Collected data

════════

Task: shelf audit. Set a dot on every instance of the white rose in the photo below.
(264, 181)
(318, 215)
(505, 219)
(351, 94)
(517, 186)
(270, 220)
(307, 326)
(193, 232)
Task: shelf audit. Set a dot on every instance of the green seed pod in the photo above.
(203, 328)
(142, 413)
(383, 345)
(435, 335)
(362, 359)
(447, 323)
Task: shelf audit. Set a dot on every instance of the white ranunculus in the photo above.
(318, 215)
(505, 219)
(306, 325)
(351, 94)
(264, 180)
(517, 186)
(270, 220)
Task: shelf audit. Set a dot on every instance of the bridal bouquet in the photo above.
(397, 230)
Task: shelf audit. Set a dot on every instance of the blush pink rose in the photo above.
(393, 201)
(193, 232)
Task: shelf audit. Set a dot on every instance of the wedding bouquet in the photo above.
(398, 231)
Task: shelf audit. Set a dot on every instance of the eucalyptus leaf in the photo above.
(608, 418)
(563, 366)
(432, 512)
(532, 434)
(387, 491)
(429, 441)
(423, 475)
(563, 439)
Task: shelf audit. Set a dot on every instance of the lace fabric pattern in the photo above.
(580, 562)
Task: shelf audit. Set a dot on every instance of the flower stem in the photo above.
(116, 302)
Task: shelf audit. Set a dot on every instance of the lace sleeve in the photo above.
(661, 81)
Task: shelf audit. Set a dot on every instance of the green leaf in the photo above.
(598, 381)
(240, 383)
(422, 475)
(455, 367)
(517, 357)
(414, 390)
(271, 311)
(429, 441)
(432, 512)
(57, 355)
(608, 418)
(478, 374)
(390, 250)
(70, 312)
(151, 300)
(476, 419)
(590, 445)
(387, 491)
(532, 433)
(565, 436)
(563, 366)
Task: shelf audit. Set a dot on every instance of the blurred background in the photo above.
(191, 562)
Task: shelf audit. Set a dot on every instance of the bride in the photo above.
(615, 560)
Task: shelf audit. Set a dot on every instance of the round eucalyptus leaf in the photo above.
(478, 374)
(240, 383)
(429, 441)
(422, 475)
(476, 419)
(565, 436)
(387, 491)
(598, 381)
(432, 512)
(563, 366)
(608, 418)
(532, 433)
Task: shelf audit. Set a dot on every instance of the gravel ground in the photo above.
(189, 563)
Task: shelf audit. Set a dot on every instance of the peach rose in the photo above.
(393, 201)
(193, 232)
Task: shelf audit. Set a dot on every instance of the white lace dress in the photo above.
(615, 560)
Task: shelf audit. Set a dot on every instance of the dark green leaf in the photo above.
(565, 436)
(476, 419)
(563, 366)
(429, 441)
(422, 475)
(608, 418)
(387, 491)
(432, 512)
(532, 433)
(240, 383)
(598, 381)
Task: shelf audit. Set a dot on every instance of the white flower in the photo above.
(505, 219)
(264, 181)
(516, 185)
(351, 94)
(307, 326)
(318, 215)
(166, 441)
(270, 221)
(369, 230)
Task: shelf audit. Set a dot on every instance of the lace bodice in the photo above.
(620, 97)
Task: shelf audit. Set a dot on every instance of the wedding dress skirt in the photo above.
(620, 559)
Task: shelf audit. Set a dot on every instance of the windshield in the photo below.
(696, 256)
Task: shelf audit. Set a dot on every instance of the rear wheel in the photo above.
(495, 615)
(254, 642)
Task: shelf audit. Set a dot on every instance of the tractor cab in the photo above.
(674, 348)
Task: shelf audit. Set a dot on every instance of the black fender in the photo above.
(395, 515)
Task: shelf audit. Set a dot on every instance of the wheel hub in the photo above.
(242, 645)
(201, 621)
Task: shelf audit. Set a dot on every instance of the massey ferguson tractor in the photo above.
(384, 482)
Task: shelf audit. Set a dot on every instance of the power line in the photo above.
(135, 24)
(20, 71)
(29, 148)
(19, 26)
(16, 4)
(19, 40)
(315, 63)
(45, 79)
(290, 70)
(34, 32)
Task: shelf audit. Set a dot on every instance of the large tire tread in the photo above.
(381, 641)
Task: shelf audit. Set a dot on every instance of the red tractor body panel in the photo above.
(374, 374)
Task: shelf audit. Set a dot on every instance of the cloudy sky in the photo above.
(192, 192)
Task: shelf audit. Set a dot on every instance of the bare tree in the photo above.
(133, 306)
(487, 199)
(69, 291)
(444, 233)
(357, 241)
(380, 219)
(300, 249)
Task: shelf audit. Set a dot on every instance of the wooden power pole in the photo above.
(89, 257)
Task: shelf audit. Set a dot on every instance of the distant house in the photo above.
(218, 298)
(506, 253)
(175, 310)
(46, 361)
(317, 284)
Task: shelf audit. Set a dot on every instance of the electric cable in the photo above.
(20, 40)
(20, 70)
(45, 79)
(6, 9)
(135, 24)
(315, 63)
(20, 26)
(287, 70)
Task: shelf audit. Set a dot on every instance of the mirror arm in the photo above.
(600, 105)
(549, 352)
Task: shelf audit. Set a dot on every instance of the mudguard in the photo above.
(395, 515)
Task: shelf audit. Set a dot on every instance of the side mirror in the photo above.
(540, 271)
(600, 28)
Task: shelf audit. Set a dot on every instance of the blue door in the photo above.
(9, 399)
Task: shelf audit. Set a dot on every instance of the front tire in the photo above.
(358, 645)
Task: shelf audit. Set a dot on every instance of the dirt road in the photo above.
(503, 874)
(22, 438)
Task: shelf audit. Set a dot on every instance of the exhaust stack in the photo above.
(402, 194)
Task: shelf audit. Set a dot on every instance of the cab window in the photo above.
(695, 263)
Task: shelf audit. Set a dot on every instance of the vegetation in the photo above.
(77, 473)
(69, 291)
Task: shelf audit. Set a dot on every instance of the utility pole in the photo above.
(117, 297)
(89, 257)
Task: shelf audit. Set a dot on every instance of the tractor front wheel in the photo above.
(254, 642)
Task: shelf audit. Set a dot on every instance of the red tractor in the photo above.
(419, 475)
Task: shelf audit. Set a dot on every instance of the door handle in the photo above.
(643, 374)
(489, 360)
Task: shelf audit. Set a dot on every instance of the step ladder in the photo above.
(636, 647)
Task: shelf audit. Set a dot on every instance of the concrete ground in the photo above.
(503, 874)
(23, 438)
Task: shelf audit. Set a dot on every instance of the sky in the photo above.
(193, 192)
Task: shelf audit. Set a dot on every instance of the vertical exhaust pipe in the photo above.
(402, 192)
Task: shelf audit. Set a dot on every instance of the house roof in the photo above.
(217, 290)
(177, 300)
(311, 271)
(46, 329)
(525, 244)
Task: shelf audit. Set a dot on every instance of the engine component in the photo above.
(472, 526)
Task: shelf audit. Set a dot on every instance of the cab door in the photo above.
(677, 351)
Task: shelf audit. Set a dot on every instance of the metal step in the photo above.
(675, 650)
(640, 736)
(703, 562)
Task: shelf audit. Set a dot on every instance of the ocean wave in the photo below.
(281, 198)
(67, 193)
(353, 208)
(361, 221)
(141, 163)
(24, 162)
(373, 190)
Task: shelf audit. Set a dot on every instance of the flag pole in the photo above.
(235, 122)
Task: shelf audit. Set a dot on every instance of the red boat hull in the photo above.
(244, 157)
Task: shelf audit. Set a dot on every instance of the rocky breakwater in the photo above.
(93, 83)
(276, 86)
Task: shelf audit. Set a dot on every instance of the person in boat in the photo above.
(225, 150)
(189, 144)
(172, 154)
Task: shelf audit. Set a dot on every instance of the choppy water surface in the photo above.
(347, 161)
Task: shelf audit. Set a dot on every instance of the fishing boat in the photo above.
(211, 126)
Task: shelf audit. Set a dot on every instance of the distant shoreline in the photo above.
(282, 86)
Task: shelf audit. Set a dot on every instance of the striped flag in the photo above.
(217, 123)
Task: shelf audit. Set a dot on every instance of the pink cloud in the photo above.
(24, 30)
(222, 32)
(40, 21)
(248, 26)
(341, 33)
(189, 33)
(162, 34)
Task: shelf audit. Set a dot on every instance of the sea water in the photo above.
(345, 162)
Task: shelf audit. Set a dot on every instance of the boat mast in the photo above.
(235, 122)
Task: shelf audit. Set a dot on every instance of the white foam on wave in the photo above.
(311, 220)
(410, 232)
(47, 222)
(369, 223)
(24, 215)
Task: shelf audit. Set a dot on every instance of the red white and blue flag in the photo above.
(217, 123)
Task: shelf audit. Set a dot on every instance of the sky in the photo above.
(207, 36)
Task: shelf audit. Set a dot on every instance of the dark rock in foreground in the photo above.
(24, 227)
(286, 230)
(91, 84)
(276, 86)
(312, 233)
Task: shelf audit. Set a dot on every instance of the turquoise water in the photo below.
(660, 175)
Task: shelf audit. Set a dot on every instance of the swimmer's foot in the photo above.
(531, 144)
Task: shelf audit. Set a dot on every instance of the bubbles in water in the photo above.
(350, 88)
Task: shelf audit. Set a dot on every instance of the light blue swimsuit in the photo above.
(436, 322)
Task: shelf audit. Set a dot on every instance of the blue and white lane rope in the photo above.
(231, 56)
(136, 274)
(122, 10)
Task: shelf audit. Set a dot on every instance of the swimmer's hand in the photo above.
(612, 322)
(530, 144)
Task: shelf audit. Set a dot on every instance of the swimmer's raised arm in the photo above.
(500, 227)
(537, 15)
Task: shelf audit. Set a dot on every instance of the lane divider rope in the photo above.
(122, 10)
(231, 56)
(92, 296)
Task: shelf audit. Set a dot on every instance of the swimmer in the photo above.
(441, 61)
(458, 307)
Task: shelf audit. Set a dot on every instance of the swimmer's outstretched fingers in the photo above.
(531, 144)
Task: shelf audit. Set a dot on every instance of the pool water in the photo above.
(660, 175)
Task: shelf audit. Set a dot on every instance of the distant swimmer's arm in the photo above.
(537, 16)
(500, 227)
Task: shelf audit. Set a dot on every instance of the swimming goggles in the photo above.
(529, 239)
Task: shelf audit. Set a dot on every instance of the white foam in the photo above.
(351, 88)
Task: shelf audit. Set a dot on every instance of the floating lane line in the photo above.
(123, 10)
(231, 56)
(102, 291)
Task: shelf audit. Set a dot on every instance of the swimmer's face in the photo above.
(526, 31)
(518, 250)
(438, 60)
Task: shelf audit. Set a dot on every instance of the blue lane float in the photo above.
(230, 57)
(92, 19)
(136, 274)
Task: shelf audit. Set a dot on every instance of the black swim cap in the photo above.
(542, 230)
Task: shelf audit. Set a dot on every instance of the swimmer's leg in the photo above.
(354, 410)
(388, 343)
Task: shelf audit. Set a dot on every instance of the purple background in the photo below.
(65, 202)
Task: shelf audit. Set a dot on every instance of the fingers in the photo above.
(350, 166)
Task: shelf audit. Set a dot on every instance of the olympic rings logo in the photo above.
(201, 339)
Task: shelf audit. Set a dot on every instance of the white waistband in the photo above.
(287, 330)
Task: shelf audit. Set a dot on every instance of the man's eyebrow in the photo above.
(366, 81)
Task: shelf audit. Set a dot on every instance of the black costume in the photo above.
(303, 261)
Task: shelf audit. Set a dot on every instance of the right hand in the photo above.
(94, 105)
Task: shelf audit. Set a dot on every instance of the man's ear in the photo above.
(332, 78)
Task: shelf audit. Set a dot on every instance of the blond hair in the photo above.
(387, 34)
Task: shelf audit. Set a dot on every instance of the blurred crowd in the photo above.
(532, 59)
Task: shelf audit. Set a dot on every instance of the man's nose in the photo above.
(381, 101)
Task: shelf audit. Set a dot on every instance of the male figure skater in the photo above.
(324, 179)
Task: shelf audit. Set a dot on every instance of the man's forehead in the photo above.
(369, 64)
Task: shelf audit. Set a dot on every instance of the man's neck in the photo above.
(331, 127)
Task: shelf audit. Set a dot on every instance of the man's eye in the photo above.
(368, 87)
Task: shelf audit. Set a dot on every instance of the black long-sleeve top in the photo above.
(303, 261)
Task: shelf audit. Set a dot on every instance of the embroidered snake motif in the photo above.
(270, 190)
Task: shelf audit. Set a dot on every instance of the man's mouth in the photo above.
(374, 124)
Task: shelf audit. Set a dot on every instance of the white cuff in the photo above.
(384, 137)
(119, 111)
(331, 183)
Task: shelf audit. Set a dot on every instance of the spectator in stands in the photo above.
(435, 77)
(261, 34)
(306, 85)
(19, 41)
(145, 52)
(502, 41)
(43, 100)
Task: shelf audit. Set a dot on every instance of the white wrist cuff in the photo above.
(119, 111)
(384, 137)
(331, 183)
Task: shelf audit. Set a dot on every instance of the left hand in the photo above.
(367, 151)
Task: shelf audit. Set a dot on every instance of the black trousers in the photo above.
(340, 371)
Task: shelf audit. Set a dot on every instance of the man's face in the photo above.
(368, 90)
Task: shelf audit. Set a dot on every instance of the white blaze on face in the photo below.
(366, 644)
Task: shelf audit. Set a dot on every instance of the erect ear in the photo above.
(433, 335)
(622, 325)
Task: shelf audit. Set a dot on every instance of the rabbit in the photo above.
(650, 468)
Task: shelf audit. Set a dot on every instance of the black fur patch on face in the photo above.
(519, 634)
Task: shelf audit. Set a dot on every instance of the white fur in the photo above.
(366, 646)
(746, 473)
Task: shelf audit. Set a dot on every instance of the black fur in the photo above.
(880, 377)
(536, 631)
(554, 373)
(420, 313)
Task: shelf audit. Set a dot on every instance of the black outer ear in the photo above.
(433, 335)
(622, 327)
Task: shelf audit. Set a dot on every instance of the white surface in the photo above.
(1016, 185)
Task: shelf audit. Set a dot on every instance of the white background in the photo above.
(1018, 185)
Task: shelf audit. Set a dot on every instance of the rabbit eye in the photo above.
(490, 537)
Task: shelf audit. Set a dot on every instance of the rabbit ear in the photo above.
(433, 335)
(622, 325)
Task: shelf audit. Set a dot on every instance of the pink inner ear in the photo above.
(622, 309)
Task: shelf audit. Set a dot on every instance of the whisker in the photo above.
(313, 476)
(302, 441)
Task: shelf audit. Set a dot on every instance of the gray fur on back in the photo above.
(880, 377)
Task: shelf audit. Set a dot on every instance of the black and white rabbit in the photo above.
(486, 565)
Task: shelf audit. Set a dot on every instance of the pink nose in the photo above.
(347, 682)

════════

Beginning at the line that holds "on face in the photo above.", copy every line through the end of the entries exactly as given, and only those lines.

◆ Result of the exercise ◆
Task: shelf audit. Set a dot on every instance of the black fur patch on face in the photo above.
(519, 634)
Task: shelf audit. Set a dot on every instance of the white fur in the photo above.
(366, 646)
(746, 473)
Task: shelf audit. Set a dot on every instance of the black fur in the photo above.
(880, 377)
(536, 631)
(554, 373)
(420, 313)
Task: shelf audit. Set a dot on every instance of the black outer ear in the photo above.
(433, 335)
(622, 327)
Task: shelf audit. Set a dot on every instance of the white surface in the photo above.
(1016, 185)
Task: shelf audit. Set a dot on every instance of the white background in the photo above.
(1018, 185)
Task: shelf audit. Set a dot on every instance of the rabbit eye in the photo above.
(490, 537)
Task: shelf audit. Set a dot on every instance of the rabbit ear in the photo above.
(433, 335)
(622, 325)
Task: shelf audit. Set a dot on every instance of the pink inner ear in the photo above.
(622, 309)
Task: shelf audit. Set a dot on every instance of the whisker in the photo above.
(313, 476)
(302, 441)
Task: shelf audit. Set a dot on every instance of the gray fur on back in the photo above.
(880, 377)
Task: shelf audit. Set a dot on every instance of the black and white rabbit in the photo above.
(486, 565)
Task: shelf audit. Set a dot on every instance of the pink nose in the photo above.
(347, 682)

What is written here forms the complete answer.